Your New Year’s Resolution: A Retirement Plan

 In Finances, Lifestyle, Retirement

The New Year is here and for some a new year means a fresh start. You may be looking to create a healthier lifestyle, quit bad habits, or focus on your career. However, there will come a time where you will need to plan to retire.

Planning for retirement is not often a simple process. Leaving it too late may mean the difference between retiring at 55 or 70, it might also mean giving up the things you love most. So why not make this year’s resolution to create your own retirement plan to ensure you are in control of when you retire and how you will live your life?

Here are seven key tips that should be considered before retiring:

1. Plan for a long retirement

Never settle for “Hopefully I’ll have enough”. When creating a retirement plan be sure to build up enough funds for a long retirement. Taking into consideration your current living conditions and the things you might need whilst in retirement. No one can predict when your number might be up. Having significant funds will allow you to not only live comfortably but pursue new interests and passions you may develop.

The age pension is means tested and the maximum benefit is just under $20,000 as a single and just over $28,000 for a couple. The AFSA retirement standards indicate that to live a comfortable lifestyle you will need $42,962 as a couple and $38,460 as a single. This leaves a huge gap in terms of income that the pension does not provide, which is why it is so important to plan ahead.2

2. Constantly seek help

Seeking help is never easy. It can be hard to entrust your future with someone else or to find the right advice to suit your needs. A financial planner and accountant can work hand in hand to deliver the ideal lifestyle you need in retirement. Find specialists who have clients in a similar circumstance to you. Ask questions to better understand how they can coach you to retirement. Seeking advice in setting up your retirement plan will lead to a more stress-free lifestyle.

2. Avoid personal attachment with investments

Personal Investments such as homes are difficult to gain but harder to lose. So much time and money are put into these types of investments that often create an emotional attachment. So much of your work can often be put into something great that you don’t want to let it go. Be prepared to sell investments. No matter the emotional attachment your retirement is the key to living out the end of your life in happiness.

☆ ☆ ☆ ☆ ☆

• [What you will do]
**A)** In the retirement planning article, how much do the AFSA retirement standards say a single person needs to live a comfortable lifestyle?
**B)** Turn the paragraph of the retirement planning article that begins "Seeking help is never easy" into a short bulleted list that keeps its main points.
**C)** Quote the stretch of the retirement planning article from "Here are seven" through "you may develop.".

• [Material]
☆ ☆ ☆ ☆ ☆

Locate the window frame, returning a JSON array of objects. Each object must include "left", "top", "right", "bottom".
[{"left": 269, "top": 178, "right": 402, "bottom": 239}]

☆ ☆ ☆ ☆ ☆

• [Answers provided]
**A)** $38,460.

**B)**
- Seeking help is hard. It can be difficult to trust someone else with your future or to find advice that suits your needs.
- A financial planner and an accountant can work together to deliver the lifestyle you need in retirement.
- Look for specialists whose clients are in circumstances similar to yours.
- Ask questions to understand how they can coach you to retirement.
- Getting advice when setting up your retirement plan leads to a more stress-free lifestyle.

**C)**
Here are seven key tips that should be considered before retiring:

1. Plan for a long retirement

Never settle for “Hopefully I’ll have enough”. When creating a retirement plan be sure to build up enough funds for a long retirement. Taking into consideration your current living conditions and the things you might need whilst in retirement. No one can predict when your number might be up. Having significant funds will allow you to not only live comfortably but pursue new interests and passions you may develop.